> Problem to work on:
Return every line of the listing below, unchanged, from its first line to the line holding "positive clicks: (452, 768) (467, 767)", that line included.

> Data for analysis:
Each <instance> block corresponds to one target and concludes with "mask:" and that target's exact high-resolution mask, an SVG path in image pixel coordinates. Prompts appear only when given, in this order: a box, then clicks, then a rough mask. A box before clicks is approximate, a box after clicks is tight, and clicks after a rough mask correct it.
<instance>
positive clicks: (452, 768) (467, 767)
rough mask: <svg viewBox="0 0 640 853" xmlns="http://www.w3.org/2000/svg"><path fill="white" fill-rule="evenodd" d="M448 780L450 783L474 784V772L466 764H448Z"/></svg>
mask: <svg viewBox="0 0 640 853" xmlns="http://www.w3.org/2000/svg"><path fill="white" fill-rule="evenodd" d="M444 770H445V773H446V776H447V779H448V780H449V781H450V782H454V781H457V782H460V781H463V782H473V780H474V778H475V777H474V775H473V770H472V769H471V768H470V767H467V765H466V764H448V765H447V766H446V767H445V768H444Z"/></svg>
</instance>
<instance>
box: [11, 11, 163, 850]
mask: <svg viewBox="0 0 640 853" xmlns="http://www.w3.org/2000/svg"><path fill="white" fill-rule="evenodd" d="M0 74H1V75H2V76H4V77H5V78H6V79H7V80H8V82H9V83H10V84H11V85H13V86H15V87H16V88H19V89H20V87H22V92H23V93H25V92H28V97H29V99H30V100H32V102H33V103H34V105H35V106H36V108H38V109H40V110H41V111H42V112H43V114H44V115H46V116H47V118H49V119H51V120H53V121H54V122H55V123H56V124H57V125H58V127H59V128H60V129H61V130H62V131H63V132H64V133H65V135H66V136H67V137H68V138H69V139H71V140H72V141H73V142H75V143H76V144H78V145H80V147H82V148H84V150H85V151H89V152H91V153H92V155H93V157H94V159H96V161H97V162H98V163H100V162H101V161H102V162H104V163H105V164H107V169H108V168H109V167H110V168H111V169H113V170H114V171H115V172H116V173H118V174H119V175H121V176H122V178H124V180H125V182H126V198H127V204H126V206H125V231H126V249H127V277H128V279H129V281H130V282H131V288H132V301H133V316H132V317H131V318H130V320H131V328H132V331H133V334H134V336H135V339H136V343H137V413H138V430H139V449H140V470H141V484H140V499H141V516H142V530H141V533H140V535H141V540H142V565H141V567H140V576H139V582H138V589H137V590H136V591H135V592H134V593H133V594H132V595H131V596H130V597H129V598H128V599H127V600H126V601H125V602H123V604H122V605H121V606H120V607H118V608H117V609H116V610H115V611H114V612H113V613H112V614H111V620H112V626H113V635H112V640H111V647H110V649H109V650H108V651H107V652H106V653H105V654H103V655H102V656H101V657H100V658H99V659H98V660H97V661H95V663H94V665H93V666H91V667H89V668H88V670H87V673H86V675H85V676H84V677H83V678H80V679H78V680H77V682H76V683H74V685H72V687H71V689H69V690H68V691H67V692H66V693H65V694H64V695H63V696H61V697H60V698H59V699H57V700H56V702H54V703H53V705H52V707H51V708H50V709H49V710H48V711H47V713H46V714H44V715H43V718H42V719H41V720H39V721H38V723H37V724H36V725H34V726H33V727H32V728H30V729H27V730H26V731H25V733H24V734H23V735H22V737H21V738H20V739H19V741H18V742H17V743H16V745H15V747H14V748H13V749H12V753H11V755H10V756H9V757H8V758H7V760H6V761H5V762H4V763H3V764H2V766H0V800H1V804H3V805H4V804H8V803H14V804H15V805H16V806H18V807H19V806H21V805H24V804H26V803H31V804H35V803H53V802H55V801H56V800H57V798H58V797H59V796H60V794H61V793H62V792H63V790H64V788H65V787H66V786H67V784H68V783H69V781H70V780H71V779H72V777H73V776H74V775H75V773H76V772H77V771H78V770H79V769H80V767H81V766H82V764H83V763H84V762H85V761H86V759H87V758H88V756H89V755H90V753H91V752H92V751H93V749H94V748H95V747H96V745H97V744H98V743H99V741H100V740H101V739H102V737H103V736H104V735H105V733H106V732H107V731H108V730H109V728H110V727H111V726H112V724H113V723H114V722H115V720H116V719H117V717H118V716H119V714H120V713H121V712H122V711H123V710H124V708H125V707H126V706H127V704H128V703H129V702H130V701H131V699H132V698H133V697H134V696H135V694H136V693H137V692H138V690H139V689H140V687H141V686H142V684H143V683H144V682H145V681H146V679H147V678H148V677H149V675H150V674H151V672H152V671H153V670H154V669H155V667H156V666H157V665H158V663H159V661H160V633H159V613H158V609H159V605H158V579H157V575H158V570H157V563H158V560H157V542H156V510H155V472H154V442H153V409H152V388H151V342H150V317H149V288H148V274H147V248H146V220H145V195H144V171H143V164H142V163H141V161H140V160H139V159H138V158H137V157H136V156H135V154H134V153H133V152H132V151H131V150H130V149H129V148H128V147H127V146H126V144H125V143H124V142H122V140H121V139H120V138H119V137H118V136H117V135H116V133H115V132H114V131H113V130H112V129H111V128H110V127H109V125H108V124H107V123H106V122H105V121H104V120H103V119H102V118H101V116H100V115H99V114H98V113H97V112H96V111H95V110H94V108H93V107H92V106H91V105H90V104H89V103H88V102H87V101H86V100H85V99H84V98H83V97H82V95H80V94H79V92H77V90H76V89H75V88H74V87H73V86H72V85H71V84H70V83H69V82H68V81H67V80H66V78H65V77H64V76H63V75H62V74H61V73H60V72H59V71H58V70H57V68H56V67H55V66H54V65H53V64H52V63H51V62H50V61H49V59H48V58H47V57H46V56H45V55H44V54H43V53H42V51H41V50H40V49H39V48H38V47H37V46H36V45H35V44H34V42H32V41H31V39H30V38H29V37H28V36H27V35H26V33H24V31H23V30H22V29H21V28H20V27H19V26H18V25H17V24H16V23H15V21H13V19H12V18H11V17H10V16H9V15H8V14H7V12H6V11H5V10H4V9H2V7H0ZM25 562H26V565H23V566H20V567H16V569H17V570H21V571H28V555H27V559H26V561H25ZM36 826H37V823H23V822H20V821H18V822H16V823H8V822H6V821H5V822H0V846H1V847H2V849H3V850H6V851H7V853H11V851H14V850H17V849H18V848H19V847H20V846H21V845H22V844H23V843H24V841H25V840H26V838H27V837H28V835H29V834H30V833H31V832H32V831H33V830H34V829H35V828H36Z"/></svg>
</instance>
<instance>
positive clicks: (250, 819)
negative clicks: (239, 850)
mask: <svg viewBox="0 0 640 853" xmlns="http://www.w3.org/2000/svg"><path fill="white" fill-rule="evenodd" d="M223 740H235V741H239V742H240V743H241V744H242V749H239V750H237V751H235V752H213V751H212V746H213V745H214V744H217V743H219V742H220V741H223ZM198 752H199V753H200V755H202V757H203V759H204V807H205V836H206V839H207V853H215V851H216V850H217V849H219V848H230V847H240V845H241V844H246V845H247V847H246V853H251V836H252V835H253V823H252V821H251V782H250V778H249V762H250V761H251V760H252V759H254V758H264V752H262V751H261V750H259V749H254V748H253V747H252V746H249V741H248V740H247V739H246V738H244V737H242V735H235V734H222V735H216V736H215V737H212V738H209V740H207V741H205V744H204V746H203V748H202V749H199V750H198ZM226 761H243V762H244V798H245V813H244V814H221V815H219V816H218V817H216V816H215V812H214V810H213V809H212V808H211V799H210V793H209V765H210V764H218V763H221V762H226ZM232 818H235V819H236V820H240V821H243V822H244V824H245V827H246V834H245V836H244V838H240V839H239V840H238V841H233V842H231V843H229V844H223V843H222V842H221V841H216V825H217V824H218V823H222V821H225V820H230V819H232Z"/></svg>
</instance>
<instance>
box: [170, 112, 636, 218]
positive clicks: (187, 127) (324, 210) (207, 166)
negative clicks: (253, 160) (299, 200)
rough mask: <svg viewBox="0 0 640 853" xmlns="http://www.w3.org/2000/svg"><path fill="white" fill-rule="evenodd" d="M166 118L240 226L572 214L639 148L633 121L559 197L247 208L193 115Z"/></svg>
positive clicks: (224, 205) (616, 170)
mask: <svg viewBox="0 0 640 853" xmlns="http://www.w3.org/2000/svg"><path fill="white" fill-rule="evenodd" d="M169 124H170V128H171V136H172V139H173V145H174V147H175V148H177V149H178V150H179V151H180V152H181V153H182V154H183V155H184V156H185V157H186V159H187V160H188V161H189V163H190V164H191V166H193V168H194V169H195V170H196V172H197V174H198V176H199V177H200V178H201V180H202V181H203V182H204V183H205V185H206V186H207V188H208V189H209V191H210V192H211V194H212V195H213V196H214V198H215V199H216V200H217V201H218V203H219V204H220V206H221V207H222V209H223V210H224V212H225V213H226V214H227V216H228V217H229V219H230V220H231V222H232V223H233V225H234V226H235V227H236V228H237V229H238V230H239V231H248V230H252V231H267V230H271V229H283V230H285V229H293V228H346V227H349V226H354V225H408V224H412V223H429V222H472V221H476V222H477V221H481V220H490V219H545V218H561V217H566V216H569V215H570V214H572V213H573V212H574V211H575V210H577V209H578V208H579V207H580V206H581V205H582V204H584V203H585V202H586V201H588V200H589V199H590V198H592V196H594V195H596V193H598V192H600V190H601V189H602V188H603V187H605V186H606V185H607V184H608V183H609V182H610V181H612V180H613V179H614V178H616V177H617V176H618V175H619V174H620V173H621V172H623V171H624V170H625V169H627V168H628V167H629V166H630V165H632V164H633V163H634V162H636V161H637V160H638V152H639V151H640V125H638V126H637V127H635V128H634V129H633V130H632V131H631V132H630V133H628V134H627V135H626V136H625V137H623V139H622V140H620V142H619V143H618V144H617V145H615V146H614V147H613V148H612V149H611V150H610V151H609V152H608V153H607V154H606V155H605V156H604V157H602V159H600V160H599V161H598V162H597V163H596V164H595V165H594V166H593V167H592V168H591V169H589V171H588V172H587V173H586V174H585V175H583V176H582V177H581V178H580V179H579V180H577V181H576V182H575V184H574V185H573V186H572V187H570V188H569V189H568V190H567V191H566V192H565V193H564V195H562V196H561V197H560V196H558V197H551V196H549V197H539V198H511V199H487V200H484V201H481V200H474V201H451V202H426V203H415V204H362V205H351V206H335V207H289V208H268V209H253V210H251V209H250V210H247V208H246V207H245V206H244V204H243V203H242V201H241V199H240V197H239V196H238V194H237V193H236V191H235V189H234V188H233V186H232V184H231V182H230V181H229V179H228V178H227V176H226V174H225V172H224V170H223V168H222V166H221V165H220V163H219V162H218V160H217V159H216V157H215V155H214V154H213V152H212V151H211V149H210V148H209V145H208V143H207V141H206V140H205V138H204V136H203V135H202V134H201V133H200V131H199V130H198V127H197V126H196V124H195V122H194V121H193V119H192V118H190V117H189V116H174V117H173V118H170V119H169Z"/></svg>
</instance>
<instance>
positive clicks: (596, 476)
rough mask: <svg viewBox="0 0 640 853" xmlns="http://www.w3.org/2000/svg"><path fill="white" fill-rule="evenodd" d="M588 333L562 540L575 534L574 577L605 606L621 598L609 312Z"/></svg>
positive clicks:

> Answer for this exercise:
Each <instance> block corresponds to one target and concludes with "mask:" and that target's exact high-resolution mask, an SVG path in image pixel coordinates. Prompts appear only when given, in this order: a box, then clicks, then a rough mask. A box before clicks is approximate, a box after clicks is tight, and clicks after a rough mask correct it.
<instance>
positive clicks: (452, 768) (467, 767)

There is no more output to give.